(TASK BRIEF):
List every line in the rows below that contains the word "street", copying each line in full. Matches are case-sensitive.
[RECORDS PROVIDED start]
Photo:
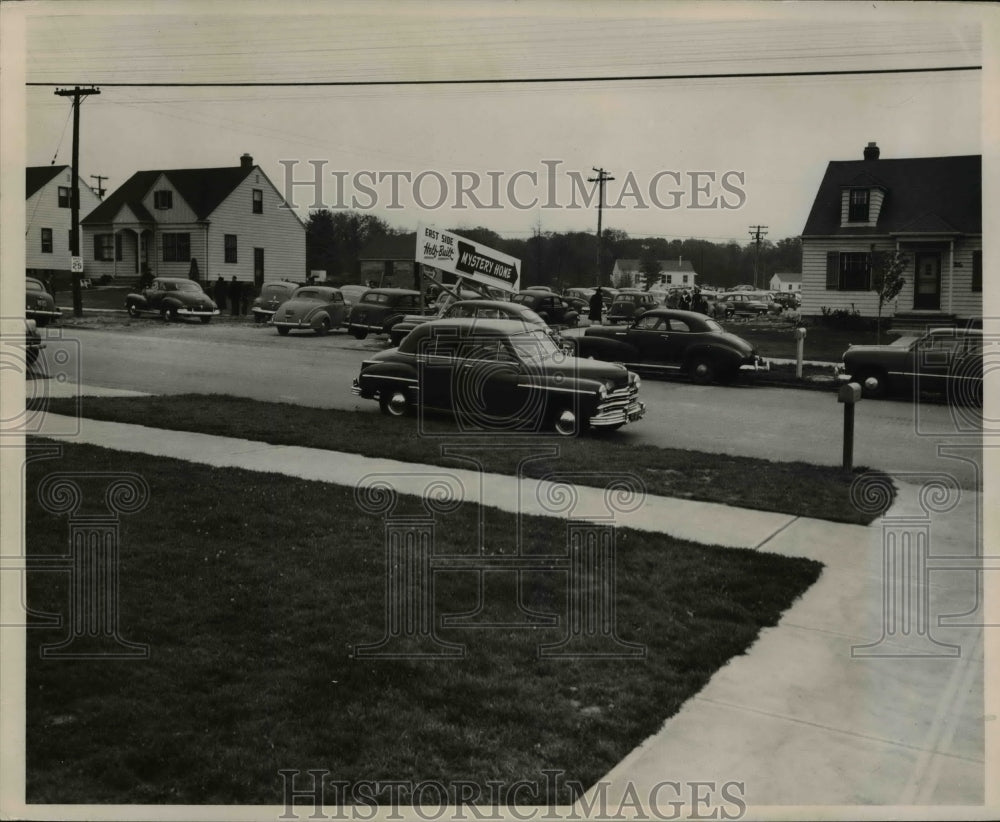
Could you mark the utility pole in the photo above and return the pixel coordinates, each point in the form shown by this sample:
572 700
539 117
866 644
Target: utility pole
74 233
100 178
601 178
756 233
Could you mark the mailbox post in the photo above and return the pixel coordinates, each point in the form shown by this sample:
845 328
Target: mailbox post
849 396
800 338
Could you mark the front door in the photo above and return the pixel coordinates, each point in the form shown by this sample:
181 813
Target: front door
927 286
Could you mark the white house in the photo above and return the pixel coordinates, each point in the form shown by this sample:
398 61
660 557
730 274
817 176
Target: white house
48 219
677 273
928 208
787 282
232 221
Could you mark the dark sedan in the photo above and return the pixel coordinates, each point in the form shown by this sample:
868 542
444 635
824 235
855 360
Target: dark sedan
944 360
499 374
38 303
482 309
667 341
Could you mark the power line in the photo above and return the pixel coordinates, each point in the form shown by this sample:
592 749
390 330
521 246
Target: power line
527 80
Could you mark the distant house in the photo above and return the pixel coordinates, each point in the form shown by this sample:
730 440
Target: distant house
786 282
929 208
48 210
231 220
674 273
388 260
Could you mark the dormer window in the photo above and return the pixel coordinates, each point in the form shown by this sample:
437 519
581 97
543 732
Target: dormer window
858 206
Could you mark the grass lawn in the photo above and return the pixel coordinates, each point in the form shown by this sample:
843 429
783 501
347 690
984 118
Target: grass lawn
774 337
787 487
251 591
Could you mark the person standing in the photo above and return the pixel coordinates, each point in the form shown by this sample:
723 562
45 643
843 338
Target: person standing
219 294
234 296
596 305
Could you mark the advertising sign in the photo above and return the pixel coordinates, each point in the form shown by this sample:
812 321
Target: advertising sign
455 254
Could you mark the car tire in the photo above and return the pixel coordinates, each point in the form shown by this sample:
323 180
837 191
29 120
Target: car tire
394 405
702 371
878 389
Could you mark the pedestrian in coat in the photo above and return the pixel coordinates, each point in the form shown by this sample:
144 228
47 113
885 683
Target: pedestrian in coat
234 296
596 305
219 293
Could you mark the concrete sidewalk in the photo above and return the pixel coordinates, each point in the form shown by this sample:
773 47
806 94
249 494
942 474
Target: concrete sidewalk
855 698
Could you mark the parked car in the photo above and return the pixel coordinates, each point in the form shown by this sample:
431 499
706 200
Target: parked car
740 304
316 308
353 293
271 296
667 340
38 303
172 298
499 374
483 309
629 304
944 360
549 306
379 309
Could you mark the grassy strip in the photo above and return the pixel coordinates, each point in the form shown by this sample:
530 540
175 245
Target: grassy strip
251 591
787 487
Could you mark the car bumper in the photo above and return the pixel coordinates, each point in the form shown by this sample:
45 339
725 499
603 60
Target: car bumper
196 312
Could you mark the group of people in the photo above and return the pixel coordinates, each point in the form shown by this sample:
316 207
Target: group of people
238 295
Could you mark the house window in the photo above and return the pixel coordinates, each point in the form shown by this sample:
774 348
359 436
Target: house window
104 247
176 248
855 271
857 211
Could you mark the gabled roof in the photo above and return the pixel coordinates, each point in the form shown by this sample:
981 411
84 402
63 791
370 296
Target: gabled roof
950 188
38 176
203 189
666 266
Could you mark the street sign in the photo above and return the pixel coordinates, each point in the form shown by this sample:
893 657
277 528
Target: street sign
457 255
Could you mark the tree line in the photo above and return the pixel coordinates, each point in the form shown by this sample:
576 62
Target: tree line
335 241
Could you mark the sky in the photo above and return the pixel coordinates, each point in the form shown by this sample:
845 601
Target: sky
703 158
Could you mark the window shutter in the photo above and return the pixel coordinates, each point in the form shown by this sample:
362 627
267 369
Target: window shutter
832 270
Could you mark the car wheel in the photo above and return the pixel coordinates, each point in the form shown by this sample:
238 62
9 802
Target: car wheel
873 383
567 423
394 405
702 371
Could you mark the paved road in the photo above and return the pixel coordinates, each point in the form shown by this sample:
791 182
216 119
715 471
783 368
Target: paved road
773 423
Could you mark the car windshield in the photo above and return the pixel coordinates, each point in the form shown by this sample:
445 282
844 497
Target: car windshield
534 346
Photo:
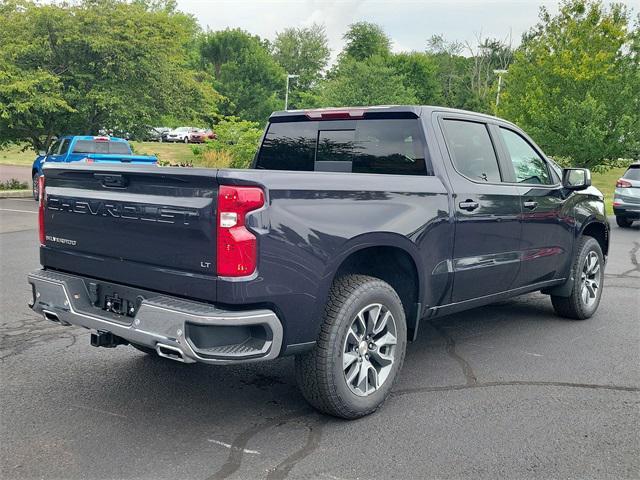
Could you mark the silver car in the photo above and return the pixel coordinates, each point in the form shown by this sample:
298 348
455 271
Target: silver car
626 199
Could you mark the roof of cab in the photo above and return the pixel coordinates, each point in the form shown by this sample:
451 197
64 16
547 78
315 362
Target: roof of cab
397 111
93 137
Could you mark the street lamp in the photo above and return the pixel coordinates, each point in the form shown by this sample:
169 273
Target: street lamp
286 95
499 73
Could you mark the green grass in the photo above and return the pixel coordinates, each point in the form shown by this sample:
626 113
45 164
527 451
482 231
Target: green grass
178 153
606 183
175 153
13 156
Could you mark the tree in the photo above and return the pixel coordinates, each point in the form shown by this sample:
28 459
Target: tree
370 82
574 84
303 51
245 73
94 64
365 40
419 72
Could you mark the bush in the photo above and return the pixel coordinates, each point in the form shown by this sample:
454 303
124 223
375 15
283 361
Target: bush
215 159
13 184
235 145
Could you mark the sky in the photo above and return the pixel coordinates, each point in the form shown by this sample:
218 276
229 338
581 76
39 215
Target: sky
409 23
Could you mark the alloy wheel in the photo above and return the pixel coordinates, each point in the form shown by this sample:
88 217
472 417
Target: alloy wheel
369 349
590 279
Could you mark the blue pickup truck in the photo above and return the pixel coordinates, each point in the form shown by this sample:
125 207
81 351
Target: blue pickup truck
89 149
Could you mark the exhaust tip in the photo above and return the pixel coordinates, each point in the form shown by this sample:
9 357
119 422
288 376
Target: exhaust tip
51 316
172 353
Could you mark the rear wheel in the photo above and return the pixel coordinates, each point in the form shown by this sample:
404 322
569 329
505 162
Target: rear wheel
623 222
588 280
360 349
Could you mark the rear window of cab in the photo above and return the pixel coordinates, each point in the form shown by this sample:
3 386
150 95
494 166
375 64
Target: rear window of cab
383 146
101 146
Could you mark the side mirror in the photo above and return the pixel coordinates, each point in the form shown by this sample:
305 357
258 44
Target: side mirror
576 178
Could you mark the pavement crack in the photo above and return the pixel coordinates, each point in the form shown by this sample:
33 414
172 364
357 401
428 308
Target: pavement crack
239 444
467 371
313 442
529 383
633 257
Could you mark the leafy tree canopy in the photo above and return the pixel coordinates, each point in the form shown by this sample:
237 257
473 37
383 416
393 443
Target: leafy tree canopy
370 82
364 40
575 83
303 51
245 73
77 68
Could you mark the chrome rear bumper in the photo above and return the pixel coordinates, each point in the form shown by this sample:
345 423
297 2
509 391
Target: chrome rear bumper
180 329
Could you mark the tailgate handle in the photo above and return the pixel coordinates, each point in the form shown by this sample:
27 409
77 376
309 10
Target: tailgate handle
111 180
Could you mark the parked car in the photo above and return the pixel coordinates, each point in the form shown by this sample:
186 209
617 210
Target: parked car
201 136
156 134
626 199
90 149
352 228
180 134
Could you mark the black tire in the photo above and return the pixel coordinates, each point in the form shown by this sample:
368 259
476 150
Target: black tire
35 188
623 222
142 348
320 374
575 306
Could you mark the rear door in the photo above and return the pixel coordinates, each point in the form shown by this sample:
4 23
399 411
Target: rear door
486 257
547 227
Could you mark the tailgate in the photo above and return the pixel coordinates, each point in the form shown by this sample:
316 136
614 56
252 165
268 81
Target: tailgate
136 225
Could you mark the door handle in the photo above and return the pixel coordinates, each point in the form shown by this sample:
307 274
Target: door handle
468 205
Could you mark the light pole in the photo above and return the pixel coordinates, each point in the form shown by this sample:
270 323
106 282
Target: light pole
286 95
499 73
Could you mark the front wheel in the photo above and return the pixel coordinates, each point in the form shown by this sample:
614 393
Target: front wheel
360 349
588 279
623 222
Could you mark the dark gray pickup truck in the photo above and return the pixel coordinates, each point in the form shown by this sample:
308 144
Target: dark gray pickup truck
351 228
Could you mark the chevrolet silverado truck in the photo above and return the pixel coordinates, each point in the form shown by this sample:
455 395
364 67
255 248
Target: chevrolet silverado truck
88 149
351 229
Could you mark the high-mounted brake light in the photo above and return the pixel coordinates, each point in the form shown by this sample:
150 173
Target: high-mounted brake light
237 249
41 205
329 114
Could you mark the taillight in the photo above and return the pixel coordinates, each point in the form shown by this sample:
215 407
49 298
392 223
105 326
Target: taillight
237 251
41 205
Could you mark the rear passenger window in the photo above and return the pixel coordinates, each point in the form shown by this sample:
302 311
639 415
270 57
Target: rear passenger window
65 146
358 146
472 151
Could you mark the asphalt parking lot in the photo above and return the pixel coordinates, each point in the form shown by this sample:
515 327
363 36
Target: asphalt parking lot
507 390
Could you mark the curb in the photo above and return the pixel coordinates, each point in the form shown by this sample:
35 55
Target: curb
15 193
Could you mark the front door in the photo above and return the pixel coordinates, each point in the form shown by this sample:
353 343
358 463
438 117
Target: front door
486 253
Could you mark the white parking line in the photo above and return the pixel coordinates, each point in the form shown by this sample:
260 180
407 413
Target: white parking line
19 211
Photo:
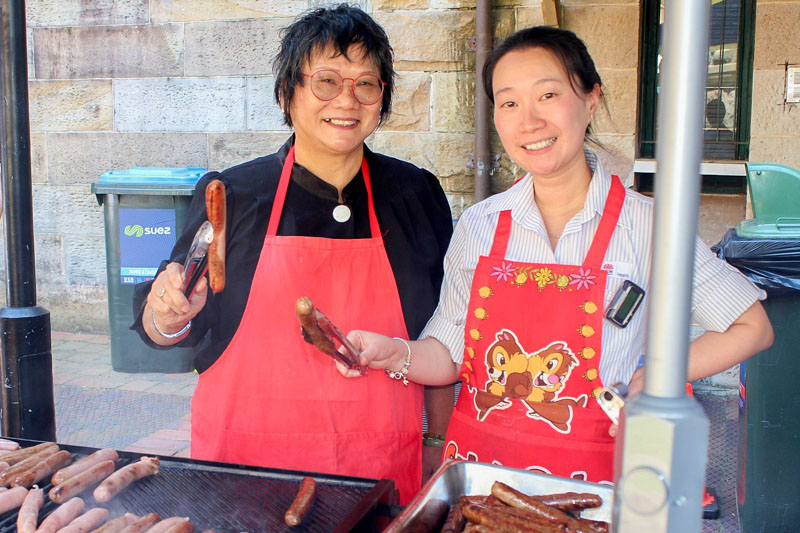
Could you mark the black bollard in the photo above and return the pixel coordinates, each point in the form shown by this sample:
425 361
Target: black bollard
28 407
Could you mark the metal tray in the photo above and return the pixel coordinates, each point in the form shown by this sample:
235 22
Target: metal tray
428 510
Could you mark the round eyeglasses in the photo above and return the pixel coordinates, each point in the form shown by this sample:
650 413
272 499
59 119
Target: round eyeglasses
327 85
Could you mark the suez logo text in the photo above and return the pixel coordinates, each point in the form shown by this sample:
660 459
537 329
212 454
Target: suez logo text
137 230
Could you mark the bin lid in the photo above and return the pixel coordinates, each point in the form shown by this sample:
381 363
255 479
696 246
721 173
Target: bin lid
775 196
149 180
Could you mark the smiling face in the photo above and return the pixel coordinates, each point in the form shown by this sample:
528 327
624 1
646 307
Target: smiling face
540 118
338 126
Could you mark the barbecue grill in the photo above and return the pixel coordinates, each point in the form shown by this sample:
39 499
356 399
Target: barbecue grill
235 498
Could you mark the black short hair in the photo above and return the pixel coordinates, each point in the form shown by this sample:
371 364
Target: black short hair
568 49
341 27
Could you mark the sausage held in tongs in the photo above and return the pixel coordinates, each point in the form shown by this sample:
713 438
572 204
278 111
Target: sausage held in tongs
318 330
216 212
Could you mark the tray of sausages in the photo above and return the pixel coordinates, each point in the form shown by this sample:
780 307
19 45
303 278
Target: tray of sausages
47 487
469 496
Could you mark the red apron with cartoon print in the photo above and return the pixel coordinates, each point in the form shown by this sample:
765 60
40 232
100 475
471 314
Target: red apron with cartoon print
272 399
533 343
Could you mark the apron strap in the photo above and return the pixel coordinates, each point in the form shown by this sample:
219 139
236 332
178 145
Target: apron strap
501 234
283 186
608 222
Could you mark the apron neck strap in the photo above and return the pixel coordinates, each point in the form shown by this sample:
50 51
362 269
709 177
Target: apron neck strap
597 252
608 222
283 186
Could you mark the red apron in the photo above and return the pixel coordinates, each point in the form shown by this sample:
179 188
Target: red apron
273 400
533 342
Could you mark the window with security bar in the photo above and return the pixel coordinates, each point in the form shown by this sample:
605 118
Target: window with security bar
726 132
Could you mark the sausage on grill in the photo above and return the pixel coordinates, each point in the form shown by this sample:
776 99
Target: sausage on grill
106 454
302 502
110 487
28 516
77 484
42 469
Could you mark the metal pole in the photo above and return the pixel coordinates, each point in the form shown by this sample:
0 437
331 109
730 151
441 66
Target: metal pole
28 407
483 45
660 464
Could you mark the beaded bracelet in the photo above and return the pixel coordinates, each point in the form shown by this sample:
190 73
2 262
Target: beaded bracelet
175 335
403 372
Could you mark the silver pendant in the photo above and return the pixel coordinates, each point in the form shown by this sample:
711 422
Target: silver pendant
341 213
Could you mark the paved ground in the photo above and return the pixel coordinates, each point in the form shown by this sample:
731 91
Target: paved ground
98 407
149 413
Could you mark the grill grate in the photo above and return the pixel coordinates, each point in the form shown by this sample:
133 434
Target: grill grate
232 498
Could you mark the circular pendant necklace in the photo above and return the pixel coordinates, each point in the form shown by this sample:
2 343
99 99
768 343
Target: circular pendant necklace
341 213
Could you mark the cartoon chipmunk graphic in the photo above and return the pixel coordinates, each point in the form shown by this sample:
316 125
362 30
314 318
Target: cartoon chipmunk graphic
536 379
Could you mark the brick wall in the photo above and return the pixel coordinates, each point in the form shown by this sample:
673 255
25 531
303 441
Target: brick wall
188 83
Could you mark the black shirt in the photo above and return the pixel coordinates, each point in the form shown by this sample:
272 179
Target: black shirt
412 212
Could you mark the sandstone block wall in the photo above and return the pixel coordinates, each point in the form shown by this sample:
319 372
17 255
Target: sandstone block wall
189 83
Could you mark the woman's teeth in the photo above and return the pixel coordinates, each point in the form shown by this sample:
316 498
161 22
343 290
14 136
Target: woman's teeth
336 122
540 144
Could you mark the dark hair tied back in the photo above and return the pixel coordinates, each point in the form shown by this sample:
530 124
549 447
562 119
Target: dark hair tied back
339 27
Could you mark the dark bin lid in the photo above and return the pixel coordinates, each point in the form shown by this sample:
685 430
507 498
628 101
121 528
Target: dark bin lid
149 180
771 263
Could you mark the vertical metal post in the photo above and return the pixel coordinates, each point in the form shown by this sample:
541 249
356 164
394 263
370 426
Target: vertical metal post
28 407
660 464
483 45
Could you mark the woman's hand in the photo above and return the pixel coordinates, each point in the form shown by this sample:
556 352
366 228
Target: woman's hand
377 352
170 309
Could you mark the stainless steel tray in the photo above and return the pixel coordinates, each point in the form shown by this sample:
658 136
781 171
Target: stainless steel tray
426 512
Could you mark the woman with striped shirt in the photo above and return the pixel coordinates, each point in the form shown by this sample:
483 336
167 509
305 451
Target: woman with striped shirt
530 272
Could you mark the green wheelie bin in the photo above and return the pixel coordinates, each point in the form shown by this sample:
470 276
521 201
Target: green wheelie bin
145 210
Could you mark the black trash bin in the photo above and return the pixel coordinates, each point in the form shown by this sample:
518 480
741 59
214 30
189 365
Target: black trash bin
767 250
145 210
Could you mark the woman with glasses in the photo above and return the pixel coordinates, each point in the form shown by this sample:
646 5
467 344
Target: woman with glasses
363 235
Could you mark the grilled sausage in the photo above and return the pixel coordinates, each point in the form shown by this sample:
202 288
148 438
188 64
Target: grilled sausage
10 445
502 521
16 456
182 527
106 454
454 523
515 498
87 521
118 524
8 475
42 469
110 487
11 499
167 523
302 502
216 212
570 501
28 515
77 484
63 515
143 524
307 315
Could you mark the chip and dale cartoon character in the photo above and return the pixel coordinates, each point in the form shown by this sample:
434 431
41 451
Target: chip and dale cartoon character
536 379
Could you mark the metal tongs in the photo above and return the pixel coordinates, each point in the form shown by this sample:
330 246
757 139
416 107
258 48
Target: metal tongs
196 264
318 330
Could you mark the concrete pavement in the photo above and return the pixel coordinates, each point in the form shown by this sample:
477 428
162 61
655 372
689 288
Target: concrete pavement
98 407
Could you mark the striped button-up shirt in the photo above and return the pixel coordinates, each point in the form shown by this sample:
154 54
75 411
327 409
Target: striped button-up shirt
720 292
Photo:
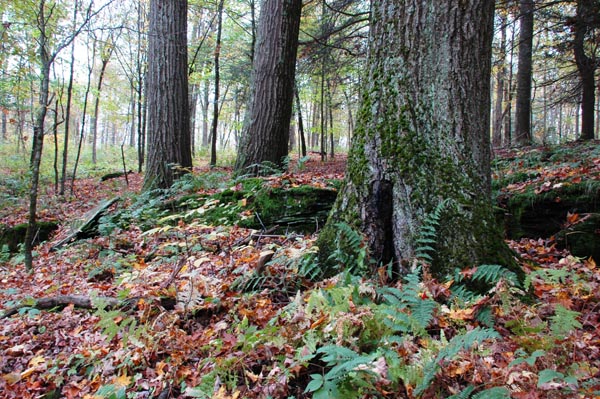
[RECORDS PROVIDED end]
(TASK RESPONSE):
Could you mark the street sign in the photo above and return the pixel coordinates, each point in the form shown by this sample:
Target: street sign
Could you mark the street lamp in the photo above and return the pixel coordinates, each point in the form shown by this sample:
Target: street lamp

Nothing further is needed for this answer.